* Start Dataset content *
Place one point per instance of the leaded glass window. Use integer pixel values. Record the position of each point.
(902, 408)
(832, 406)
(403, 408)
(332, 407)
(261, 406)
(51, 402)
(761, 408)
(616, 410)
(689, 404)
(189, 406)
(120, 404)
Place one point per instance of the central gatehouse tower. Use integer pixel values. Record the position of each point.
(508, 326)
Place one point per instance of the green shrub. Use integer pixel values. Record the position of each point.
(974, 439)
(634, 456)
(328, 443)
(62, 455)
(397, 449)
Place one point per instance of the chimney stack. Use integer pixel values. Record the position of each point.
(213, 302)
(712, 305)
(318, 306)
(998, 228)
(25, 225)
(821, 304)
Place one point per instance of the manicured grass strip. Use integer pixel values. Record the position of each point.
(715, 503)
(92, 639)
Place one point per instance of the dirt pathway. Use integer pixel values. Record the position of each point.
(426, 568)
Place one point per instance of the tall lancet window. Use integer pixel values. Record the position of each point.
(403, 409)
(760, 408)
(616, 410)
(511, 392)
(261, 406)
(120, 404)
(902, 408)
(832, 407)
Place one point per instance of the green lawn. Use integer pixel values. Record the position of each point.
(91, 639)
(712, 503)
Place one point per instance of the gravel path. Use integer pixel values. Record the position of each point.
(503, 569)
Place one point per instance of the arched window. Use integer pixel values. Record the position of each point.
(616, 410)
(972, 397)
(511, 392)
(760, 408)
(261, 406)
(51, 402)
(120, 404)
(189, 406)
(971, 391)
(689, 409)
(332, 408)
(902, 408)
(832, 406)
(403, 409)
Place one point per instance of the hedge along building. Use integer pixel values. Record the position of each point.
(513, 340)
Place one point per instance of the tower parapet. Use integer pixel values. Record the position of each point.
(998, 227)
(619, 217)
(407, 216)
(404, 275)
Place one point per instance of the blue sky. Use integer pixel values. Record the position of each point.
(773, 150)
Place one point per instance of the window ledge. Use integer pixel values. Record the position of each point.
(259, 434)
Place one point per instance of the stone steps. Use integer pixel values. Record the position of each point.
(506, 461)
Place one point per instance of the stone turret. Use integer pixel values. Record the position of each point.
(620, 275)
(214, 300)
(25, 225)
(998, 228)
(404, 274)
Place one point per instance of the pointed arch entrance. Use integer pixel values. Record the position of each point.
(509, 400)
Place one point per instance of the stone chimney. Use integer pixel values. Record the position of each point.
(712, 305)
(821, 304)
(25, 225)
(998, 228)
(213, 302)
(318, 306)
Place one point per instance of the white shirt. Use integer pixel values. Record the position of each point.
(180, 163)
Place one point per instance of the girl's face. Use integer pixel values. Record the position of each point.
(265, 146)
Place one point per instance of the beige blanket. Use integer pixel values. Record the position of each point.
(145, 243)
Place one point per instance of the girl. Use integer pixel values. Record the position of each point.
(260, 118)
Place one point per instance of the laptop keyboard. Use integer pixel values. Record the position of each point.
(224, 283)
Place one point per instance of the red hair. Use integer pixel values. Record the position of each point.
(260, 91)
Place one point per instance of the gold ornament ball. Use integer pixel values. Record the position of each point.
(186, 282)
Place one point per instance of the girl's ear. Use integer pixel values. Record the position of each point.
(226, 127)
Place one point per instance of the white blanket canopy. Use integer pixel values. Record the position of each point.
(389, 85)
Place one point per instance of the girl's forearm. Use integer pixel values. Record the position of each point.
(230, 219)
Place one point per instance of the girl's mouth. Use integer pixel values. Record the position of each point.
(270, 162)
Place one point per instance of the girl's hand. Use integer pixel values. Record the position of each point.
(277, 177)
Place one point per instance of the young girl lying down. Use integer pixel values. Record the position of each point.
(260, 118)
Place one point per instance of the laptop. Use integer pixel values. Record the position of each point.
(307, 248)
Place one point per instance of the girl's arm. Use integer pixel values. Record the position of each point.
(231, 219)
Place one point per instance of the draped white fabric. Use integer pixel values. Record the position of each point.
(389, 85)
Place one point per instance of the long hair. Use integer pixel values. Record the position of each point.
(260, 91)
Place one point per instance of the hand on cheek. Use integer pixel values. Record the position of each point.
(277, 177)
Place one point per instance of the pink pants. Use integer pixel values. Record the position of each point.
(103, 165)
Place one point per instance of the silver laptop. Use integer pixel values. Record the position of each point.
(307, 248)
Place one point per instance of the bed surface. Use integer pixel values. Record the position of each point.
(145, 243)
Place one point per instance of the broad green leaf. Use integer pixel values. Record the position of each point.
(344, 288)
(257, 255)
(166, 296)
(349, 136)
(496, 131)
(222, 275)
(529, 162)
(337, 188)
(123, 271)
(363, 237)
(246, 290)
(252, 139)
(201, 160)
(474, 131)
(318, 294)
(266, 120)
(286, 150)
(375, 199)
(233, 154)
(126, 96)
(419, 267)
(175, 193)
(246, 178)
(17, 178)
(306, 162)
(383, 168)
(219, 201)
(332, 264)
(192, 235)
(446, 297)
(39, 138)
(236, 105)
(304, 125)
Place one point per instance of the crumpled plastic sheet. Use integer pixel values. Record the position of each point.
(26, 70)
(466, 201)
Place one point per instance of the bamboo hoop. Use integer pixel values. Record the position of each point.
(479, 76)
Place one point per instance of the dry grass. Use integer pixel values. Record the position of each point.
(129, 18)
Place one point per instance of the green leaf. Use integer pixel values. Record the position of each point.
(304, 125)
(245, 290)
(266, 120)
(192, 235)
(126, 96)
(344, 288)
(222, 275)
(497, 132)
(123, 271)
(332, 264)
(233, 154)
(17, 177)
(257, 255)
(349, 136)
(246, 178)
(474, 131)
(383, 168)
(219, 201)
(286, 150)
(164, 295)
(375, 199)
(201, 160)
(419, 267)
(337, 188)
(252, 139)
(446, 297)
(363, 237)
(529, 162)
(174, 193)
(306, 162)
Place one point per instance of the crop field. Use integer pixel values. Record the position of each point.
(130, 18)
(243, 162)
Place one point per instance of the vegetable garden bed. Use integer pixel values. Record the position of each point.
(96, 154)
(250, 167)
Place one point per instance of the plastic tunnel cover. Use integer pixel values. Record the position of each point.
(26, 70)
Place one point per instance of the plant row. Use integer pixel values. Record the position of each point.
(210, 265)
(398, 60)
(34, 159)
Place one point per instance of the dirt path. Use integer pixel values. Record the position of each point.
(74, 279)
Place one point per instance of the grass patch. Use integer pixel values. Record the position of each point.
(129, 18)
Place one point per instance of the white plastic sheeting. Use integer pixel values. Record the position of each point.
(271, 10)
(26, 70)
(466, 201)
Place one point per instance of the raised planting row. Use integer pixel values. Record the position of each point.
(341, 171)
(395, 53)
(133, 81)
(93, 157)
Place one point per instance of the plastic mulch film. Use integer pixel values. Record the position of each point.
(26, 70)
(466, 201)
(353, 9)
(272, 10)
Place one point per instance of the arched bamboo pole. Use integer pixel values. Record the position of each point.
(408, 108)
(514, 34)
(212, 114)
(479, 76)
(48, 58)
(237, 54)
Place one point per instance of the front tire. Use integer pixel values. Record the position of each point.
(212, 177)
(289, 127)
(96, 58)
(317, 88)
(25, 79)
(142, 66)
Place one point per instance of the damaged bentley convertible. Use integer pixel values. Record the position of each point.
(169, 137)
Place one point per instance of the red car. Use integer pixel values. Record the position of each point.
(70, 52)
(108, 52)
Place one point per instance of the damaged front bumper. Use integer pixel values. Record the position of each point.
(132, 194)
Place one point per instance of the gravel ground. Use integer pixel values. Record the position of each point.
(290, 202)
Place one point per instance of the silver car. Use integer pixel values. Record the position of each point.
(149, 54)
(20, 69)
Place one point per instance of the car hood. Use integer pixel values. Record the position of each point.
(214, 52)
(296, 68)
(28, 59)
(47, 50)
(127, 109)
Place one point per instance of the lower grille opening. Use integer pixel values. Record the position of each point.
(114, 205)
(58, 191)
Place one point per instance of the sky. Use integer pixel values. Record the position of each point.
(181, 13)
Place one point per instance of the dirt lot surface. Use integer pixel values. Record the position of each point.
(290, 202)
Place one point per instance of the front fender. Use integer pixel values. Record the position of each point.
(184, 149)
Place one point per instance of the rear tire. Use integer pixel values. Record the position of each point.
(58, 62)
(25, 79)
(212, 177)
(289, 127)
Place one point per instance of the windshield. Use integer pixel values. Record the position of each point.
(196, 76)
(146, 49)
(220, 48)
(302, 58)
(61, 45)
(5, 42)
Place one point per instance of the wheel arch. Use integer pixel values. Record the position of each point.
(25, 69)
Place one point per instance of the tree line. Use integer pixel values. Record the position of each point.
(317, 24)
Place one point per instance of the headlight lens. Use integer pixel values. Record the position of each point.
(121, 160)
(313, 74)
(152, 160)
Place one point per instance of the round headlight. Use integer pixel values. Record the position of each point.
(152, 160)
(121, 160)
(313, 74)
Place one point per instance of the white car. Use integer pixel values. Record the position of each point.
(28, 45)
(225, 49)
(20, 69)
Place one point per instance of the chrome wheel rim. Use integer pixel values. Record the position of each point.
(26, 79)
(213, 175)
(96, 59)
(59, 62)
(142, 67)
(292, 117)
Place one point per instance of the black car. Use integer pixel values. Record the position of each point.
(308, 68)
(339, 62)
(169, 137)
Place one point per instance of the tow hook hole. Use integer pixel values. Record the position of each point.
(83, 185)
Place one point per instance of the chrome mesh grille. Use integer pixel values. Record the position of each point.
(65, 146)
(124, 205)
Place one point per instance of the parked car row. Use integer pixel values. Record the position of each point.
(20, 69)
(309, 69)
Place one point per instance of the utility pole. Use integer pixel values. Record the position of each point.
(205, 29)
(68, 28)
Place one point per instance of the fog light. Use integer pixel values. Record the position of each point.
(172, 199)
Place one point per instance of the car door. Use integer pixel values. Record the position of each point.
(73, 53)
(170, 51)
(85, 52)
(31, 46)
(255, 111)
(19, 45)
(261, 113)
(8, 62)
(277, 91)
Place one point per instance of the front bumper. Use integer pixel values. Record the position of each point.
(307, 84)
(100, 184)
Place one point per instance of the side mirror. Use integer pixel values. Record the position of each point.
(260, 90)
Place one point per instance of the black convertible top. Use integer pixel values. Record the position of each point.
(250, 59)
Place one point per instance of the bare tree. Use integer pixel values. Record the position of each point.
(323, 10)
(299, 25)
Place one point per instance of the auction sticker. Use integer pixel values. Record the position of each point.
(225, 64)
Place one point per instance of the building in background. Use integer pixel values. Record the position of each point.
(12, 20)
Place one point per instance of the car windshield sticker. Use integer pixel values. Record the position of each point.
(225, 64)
* End Dataset content *
* Start Dataset content *
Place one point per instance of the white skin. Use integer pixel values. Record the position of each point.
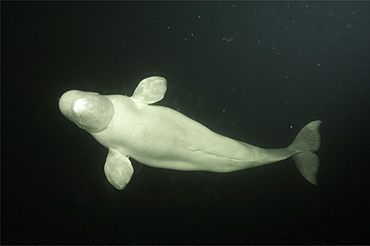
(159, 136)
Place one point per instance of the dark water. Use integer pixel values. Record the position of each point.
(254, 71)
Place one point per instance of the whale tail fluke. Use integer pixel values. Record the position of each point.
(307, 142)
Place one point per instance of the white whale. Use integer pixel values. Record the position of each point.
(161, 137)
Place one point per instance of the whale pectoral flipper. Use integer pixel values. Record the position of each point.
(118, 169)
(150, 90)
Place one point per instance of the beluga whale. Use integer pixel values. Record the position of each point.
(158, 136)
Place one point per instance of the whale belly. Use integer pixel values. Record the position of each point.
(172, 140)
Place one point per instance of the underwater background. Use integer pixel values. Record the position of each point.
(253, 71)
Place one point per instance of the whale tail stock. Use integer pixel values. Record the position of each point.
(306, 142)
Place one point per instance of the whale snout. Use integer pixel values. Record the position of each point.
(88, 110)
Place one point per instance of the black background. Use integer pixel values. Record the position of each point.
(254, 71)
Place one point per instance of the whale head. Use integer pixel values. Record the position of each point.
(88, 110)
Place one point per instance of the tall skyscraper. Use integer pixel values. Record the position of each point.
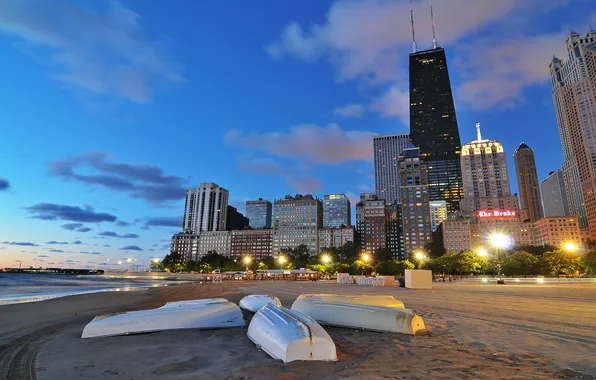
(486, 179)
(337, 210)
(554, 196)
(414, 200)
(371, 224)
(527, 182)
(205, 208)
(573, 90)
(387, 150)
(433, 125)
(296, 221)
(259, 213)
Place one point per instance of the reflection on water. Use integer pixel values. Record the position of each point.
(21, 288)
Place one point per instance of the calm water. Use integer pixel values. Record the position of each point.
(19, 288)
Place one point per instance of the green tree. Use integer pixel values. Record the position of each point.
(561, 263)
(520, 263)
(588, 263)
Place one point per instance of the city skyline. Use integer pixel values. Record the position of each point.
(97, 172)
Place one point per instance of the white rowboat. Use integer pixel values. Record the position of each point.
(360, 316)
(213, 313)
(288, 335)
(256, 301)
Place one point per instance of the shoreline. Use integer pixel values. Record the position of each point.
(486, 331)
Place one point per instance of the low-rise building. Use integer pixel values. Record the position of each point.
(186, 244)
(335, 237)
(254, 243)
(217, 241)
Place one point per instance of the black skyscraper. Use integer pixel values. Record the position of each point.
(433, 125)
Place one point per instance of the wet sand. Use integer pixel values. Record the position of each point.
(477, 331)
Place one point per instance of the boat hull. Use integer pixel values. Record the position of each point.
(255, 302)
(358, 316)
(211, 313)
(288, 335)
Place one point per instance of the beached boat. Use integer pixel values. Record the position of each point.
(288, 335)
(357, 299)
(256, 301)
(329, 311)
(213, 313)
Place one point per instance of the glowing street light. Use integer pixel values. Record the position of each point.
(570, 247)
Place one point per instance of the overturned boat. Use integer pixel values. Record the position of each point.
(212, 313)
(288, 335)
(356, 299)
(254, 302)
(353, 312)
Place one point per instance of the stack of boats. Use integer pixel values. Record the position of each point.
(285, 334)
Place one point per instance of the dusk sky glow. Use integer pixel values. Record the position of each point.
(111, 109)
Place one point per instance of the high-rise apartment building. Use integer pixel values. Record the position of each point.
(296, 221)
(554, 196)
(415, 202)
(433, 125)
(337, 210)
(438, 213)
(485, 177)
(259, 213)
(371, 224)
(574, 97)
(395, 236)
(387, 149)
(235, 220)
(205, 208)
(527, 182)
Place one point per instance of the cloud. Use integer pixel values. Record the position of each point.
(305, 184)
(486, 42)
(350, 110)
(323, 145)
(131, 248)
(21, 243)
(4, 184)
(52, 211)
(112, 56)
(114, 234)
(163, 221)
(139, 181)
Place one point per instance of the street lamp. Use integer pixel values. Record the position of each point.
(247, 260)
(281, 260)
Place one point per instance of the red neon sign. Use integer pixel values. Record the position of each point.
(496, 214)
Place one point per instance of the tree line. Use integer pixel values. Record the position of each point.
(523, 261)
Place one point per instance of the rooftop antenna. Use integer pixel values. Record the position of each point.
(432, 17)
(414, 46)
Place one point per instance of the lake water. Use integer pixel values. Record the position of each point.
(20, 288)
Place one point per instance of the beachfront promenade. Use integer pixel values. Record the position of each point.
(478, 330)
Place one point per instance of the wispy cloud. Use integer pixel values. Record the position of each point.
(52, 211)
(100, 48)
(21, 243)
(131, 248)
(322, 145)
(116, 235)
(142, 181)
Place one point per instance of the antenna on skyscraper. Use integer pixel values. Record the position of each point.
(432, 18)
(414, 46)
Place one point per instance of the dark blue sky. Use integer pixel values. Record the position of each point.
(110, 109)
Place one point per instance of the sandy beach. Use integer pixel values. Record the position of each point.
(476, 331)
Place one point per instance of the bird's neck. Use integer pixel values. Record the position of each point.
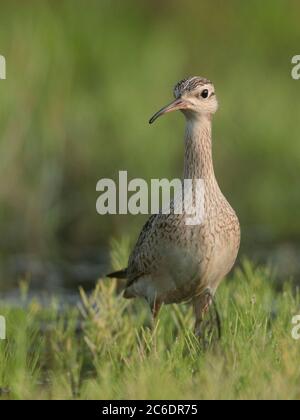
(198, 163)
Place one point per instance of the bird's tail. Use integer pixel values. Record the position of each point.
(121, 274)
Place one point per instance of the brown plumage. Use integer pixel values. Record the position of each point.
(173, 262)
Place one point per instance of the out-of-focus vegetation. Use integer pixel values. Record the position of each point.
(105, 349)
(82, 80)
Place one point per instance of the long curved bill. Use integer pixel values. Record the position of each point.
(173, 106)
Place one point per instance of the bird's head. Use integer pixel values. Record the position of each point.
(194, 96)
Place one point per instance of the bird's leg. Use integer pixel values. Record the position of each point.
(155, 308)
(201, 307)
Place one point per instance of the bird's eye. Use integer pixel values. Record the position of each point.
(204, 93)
* End Dataset content *
** What the task asks **
From the entries above, extract every line containing the string "background", copying each line in full.

** The solution **
Place one point per instance of the building in background. Use integer pixel values. Record the position of each point.
Place one point per instance of the underwater background. Use integer pixel values. Record the position of each point.
Place one point per instance of the black background. Use integer pixel values. Record the position of each point.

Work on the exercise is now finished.